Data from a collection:
* * * * * * * * *

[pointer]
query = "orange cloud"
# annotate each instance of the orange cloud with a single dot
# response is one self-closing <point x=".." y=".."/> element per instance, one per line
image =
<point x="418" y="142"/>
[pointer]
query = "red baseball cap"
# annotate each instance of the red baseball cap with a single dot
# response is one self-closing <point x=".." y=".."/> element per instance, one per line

* * * * * * * * *

Task description: Update the data above by replacing every "annotate" with "mark" and leaving all other text unchanged.

Exercise response:
[pointer]
query = "orange cloud"
# mark each instance of the orange cloud with a single dot
# response is one self-closing <point x=".." y=".."/> element per instance, one per line
image =
<point x="418" y="142"/>
[pointer]
query = "red baseball cap"
# mark each instance of the red baseball cap with a single dot
# response is one self-closing <point x=".." y=".."/> element per instance, one per line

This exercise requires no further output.